──────── EXTRACT TO READ

Chapter 11: Atomic Phenomena

Question 1

At absolute zero (0 degrees Kelvin), what occurs:

Answer 1

all random atomic movement stops

Question 2

Blackbody radiators are:

Answer 2

ideal radiators with set light-radiation profiles, dependent on their temperature; ideal radiators are also ideal absorbers and appear black because they absorb all wavelengths of light (when at temperatures lower than their surroundings)

Question 3

The peak wavelength for a blackbody radiator is:

Answer 3

the wavelength at which the object radiates the greatest amount of energy; it is proportional to the blackbody’s absolute temperature

Question 4

The intensity of energy being radiated by a blackbody is proportional to:

Answer 4

the fourth power of the body’s absolute temperature

Question 5

Blackbody radiation is approximated by:

Answer 5

cavity radiation

Question 6

Equation to determine the peak wavelength emitted by an object at a given temperature (Wien’s Displacement Law):

Answer 6

(λ_peak)(T) = constant = 2.9 X 10^-3 m•K

Question 7

λ_peak refers to:

Answer 7

the wavelength at which more energy is emitted than at any other wavelength; it does not refer to the maximum wavelength emitted

Question 8

Equation to determine the total energy emitted by a blackbody (Stefan-Boltzmann Law):

Answer 8

E_T = σT⁴

where σ is a constant, T is the temperature, and E_T is the total energy emitted per unit of area

units = ^W/_m²

Question 9

The photoelectric effect is:

Answer 9

the ejection of an electron from the surface of a metal; it occurs in a vacuum when the metal is hit with incident light (a photon) that has a high enough energy to eject the electron

Question 10

The threshold frequency is:

Answer 10

the minimum light frequency necessary to eject an electron from a given metal; depends on the type of metal exposed to radiation

Question 11

Equation to determine the energy of a photon:

Answer 11

E = hf

where h is Planck’s constant and f is the frequency of the light. Once you know the frequency, you can find the wavelength using:

λ = ^c / _f

Question 12

The energy of a photon increases with:

Answer 12

increasing frequency

Question 13

Equation to determine the maximum kinetic energy of an electron ejected by an incident photon:

Answer 13

K_max = hf - W

where W is the work function of the metal in question

W = hf_t

Question 14

The Work Function is:

Answer 14

the minimum energy required to eject an electron and is related to the threshold frequency of a given metal:

W = hf_t

Question 15

Relationship between the frequency of the incident photon and the threshold frequency:

Answer 15

if the frequency of the incident photon is less than f_t, no electron will be ejected

if the frequency of the incident proton is greater than f_t, an electron will be ejected and the maximum kinetic energy will be the difference between hf and hf_t (the excess energy is converted into KE of the electron)

Question 16

If the photoelectric effect is occuring, what do electrons do?

Answer 16

electrons leaving the surface of the metal will form a current; the magnitude of this current is proportional to the intensity of the incident beam of photons

Question 17

The higher the principal quantum number, the higher the:

Answer 17

energy of an electron

Question 18

The Bohr Model of the Hydrogen Atom is:

Answer 18

an early quantum mechanical model of one-electron systems that proposes a hydrogen atom is a dense nucleus orbited by an electron

Question 19

For an electron to jump from a lower energy orbital to a higher energy orbital, it must:

Answer 19

absorb an amount of energy (hf) exactly equal to the difference between the two energy levels (in the form of a photon of light at the proper frequency)

────────────────

JOBS:
a) In the atomic phenomena flashcards, what is blackbody radiation approximated by?
b) Pick up the atomic phenomena flashcards after their last answer, adding further questions and answers in the same format.
The records that follow have no connection to the atomic phenomena flashcards.

──────── GIVEN INFORMATION

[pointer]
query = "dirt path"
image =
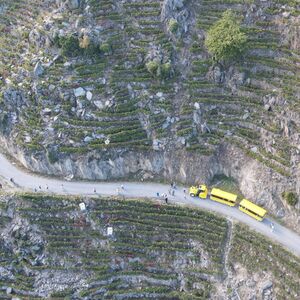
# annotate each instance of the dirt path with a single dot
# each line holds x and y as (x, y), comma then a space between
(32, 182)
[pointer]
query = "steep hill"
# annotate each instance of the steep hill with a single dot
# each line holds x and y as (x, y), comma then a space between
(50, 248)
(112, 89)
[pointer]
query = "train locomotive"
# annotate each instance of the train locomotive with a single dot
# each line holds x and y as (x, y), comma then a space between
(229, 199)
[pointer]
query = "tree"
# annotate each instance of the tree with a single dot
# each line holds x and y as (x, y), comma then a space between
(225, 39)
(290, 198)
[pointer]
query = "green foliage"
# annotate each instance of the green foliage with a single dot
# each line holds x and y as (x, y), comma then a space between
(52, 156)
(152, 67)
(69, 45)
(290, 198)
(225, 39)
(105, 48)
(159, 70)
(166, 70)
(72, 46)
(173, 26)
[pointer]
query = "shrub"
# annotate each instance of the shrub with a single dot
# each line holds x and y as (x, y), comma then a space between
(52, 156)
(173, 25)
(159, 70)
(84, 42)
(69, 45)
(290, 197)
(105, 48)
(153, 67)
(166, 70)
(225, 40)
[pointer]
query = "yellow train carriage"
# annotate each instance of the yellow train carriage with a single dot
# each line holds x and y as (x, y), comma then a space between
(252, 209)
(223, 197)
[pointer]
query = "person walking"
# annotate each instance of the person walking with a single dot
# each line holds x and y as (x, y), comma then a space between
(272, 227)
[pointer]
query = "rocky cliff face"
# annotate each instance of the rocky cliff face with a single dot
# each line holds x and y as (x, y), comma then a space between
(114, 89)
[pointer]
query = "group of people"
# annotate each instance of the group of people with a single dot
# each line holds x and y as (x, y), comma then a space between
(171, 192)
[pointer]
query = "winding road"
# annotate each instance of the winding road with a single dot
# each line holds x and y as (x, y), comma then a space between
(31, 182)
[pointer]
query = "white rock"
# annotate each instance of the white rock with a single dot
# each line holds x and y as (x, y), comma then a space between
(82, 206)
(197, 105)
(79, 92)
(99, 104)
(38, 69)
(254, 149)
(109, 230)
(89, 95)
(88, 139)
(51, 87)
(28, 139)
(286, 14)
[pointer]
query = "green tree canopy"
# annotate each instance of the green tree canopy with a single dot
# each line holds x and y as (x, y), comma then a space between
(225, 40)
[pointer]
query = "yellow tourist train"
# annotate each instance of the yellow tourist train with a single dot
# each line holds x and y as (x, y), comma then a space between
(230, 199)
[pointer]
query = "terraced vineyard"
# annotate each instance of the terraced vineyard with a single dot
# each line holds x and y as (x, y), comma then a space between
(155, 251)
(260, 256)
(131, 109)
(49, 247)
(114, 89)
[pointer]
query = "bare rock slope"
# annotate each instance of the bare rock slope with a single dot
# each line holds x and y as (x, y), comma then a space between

────────────────
──────── GIVEN INFORMATION

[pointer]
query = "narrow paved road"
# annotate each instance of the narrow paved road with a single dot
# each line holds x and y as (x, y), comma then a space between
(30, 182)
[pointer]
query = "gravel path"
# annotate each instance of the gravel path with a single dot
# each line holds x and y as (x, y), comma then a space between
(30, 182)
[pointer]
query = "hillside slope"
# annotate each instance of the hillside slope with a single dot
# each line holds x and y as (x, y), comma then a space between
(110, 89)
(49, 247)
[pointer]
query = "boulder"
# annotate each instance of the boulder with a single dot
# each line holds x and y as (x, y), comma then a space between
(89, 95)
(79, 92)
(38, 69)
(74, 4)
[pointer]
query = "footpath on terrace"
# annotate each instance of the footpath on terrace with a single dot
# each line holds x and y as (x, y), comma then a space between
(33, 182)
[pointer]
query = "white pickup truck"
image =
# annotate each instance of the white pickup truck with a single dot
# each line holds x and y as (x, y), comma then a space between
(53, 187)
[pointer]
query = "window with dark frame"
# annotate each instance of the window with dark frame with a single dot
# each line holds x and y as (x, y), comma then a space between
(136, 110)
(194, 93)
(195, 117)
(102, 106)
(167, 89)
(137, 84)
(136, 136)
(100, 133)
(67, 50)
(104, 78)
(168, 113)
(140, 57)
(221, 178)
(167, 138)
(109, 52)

────────────────

THE RESULTS:
a) Cavity radiation.

b)
Question 20

For an electron to jump from a higher energy orbital to a lower energy orbital, it must:

Answer 20

emit an amount of energy (hf) exaclty equal to the difference between the two energy levels (in the form of a photon of light at the proper frequency)

Question 21

Equation to estimate the energy of an electron with a given quantum number (n) in joules:

Answer 21

E = - ^Rh/_n²

where R is Rydberg’s constant and n is the quantum level

Question 22

Equation to estimate the energy of an electron with a given quantum number (n) in electron-volts (eV):

Answer 22

En = - ^{13.6 eV}/_n²

Question 23

The energy of an electron increases the farther is is from:

Answer 23

the nucleus; the energy gets less negative as it moves farther from the nucleus. Once the energy becomes positive, the electron is no longer bound to the nucleus

Question 24

In Bohr’s model, as n² increases, what happens to the energy of the electron?

Answer 24

it increases

Question 25

Ground state:

Answer 25

the small orbit an electron can be found; the lowest energy level; n = 1

Question 26

An excited state is:

Answer 26

any orbit higher than the electron’s ground state, and, thus, has more energy than the ground state

Question 27

Equation to determine the change in energy of an electron due to absorption or emission of a photon:

Answer 27

∆E = E_f - E_i

(both of these values will always be negative; if ∆E is negative, their was an emission of energy and the electron came down states)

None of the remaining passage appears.